Extract all of the data and reproduce it precisely.

* START Records for processing *

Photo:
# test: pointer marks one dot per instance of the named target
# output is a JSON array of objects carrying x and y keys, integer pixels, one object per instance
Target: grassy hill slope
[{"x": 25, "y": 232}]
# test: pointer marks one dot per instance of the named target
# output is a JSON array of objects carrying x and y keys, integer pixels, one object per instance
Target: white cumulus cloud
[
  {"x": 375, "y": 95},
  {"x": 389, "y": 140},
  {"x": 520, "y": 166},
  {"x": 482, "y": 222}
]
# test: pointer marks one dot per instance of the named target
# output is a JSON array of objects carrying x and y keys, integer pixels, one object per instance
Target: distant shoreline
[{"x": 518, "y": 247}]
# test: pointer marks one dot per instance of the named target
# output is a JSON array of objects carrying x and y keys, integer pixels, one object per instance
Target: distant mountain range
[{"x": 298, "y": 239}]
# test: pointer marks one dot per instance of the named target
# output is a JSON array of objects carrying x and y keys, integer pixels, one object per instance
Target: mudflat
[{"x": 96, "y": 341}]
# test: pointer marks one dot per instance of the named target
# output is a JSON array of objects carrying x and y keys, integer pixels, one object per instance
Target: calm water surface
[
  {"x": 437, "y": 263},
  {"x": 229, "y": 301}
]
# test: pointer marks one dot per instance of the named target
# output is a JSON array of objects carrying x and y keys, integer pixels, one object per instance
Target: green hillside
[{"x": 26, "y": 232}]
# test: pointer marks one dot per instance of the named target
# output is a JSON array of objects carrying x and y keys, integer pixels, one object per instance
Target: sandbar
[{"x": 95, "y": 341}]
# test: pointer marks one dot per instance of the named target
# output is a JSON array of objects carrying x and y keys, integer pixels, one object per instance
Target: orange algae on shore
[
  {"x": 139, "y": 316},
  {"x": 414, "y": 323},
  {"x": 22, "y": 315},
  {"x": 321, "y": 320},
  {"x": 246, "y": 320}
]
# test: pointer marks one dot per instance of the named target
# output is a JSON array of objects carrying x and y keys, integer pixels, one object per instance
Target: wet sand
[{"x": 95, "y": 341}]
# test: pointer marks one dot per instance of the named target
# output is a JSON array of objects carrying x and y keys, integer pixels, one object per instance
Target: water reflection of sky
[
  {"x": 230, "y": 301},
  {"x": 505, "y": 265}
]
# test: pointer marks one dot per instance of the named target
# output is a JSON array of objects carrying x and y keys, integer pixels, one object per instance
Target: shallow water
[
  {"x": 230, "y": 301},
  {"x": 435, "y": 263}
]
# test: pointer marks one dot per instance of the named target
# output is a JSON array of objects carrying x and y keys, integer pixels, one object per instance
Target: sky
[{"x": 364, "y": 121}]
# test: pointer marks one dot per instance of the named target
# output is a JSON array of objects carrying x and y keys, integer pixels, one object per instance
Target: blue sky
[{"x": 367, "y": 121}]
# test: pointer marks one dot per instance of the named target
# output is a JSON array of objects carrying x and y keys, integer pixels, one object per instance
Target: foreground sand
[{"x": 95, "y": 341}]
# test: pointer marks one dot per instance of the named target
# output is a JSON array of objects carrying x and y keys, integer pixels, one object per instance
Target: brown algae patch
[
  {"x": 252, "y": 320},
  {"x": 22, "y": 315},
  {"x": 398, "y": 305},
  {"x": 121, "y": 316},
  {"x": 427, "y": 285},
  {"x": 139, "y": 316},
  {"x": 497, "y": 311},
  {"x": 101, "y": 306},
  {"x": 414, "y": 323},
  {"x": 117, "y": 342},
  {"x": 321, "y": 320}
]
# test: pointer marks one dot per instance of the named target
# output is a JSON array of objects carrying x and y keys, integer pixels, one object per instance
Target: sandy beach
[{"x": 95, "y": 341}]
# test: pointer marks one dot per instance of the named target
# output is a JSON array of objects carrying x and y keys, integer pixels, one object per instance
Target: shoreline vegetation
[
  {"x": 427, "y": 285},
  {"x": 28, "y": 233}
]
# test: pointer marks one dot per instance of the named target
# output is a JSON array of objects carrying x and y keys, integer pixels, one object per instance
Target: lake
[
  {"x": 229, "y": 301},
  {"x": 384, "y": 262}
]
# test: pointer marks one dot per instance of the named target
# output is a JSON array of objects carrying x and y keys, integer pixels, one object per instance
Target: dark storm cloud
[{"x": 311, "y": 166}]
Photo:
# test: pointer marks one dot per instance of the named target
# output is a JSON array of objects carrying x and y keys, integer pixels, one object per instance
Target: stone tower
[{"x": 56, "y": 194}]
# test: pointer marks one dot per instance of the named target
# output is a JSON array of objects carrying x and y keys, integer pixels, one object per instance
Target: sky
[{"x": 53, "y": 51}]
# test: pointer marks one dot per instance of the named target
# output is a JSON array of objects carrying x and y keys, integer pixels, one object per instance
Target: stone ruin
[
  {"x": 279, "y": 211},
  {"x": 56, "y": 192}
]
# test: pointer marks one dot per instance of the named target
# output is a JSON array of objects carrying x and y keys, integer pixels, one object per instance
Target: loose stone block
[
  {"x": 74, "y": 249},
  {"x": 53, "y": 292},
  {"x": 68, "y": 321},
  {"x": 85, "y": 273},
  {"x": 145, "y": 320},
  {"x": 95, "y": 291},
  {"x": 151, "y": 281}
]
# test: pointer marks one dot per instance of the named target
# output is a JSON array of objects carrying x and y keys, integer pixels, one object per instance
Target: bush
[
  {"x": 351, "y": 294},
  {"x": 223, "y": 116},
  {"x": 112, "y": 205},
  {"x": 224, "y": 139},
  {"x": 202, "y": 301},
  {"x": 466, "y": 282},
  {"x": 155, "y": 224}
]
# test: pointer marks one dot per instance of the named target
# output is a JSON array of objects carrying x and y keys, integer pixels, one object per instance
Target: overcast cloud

* END Records for processing *

Final result:
Photo:
# test: pointer marks one dot per instance of the named target
# output is a JSON array of objects carrying x and y keys, integer pixels, one object per instance
Target: grassy hill slope
[{"x": 25, "y": 232}]
# test: pointer marks one dot per instance of the named target
# output is a JSON array of objects carrying x and y keys, integer pixels, one object per instance
Target: white cumulus cloud
[
  {"x": 375, "y": 95},
  {"x": 389, "y": 140},
  {"x": 520, "y": 166},
  {"x": 482, "y": 222}
]
# test: pointer marks one dot per instance of the named target
# output is a JSON array of objects carrying x and y keys, integer pixels, one object per instance
Target: distant shoreline
[{"x": 518, "y": 247}]
# test: pointer marks one dot per instance of the named target
# output is a JSON array of objects carrying x and y keys, integer pixels, one object per instance
Target: distant mountain range
[{"x": 298, "y": 239}]
# test: pointer marks one dot per instance of the named target
# output is a JSON array of objects carrying x and y keys, integer pixels, one object per instance
Target: mudflat
[{"x": 96, "y": 341}]
# test: pointer marks one dot per instance of the named target
# output is a JSON array of objects carrying x and y keys, integer pixels, one object per instance
Target: calm water surface
[
  {"x": 437, "y": 263},
  {"x": 229, "y": 301}
]
# test: pointer marks one dot per instance of the named target
# output is a JSON array of objects carrying x and y keys, integer pixels, one object per instance
Target: green hillside
[{"x": 26, "y": 232}]
# test: pointer marks one dot per instance of the named target
# output is a JSON array of objects carrying x and y keys, integer pixels, one object per instance
Target: sandbar
[{"x": 95, "y": 341}]
# test: pointer marks one dot per instance of the named target
# output is a JSON array of objects carrying x and y keys, integer pixels, one object per instance
Target: orange algae on shore
[
  {"x": 139, "y": 316},
  {"x": 414, "y": 323},
  {"x": 22, "y": 315},
  {"x": 321, "y": 320},
  {"x": 246, "y": 320}
]
# test: pointer marks one dot per instance of the named target
# output is a JSON array of objects carrying x and y keys, integer pixels, one object per instance
Target: wet sand
[{"x": 95, "y": 341}]
# test: pointer marks one dot per instance of the named target
# output is a JSON array of objects carrying x and y keys, integer pixels, one object per instance
Target: water reflection of sky
[
  {"x": 230, "y": 301},
  {"x": 505, "y": 265}
]
# test: pointer marks one dot per instance of the named target
# output is a JSON array of objects carrying x and y keys, integer pixels, one object per instance
Target: shallow water
[
  {"x": 230, "y": 301},
  {"x": 435, "y": 263}
]
# test: pointer marks one dot per instance of the named target
# output is a JSON array of objects carrying x and y keys, integer pixels, one object per instance
Target: sky
[{"x": 364, "y": 121}]
# test: pointer marks one dot per instance of the named target
# output is a JSON array of objects carrying x and y keys, integer pixels, one object per instance
Target: blue sky
[{"x": 367, "y": 121}]
# test: pointer marks one dot per instance of the named target
# output is a JSON array of objects carrying x and y keys, integer pixels, one object per instance
Target: foreground sand
[{"x": 95, "y": 341}]
# test: pointer marks one dot per instance of the named target
# output is a JSON array of objects carrying x and y keys, integer pixels, one object per instance
Target: brown algae patch
[
  {"x": 252, "y": 320},
  {"x": 22, "y": 315},
  {"x": 398, "y": 305},
  {"x": 121, "y": 316},
  {"x": 427, "y": 285},
  {"x": 139, "y": 316},
  {"x": 497, "y": 311},
  {"x": 101, "y": 306},
  {"x": 414, "y": 323},
  {"x": 117, "y": 342},
  {"x": 321, "y": 320}
]
# test: pointer marks one dot per instance of the named target
# output is a JSON array of objects carrying x and y keys, integer pixels, one object per instance
Target: sandy beach
[{"x": 95, "y": 341}]
# test: pointer marks one dot per instance of the named target
# output is a JSON array of objects carrying x and y keys, integer pixels, one object per instance
Target: shoreline vegetation
[
  {"x": 427, "y": 285},
  {"x": 28, "y": 233}
]
# test: pointer marks one dot per instance of the named target
# output is a JSON array of objects carrying x and y keys, integer pixels, one object per instance
Target: lake
[
  {"x": 229, "y": 301},
  {"x": 384, "y": 262}
]
# test: pointer marks one dot per instance of the named target
# output is a JSON array of objects carrying x and y keys, integer pixels, one object per instance
Target: dark storm cloud
[{"x": 311, "y": 166}]
Photo:
# test: pointer marks one dot per instance of the named target
# output is a JSON array of objects carrying x and y keys, integer pixels, one object per instance
Target: stone tower
[{"x": 56, "y": 194}]
# test: pointer marks one dot per instance of the named target
# output is a JSON array of objects carrying x and y keys, integer pixels, one object per instance
Target: sky
[{"x": 53, "y": 51}]
# test: pointer marks one dot per instance of the named target
# output is a JSON array of objects carrying x and y keys, integer pixels, one object per instance
Target: stone ruin
[
  {"x": 279, "y": 211},
  {"x": 56, "y": 192}
]
# test: pointer marks one dot per instance of the named target
# output is a JSON array of objects carrying x and y keys, integer pixels, one object per instance
Target: loose stone block
[
  {"x": 74, "y": 249},
  {"x": 53, "y": 292},
  {"x": 68, "y": 321},
  {"x": 85, "y": 273},
  {"x": 145, "y": 320},
  {"x": 95, "y": 291},
  {"x": 151, "y": 281}
]
# test: pointer marks one dot per instance of the named target
# output is a JSON array of objects carrying x and y keys, integer pixels, one object per instance
Target: bush
[
  {"x": 351, "y": 294},
  {"x": 223, "y": 116},
  {"x": 112, "y": 205},
  {"x": 224, "y": 139},
  {"x": 202, "y": 301},
  {"x": 466, "y": 282},
  {"x": 155, "y": 224}
]
# test: pointer marks one dot per instance of the named target
# output is a JSON array of objects carrying x and y keys, integer pixels, one object per instance
Target: overcast cloud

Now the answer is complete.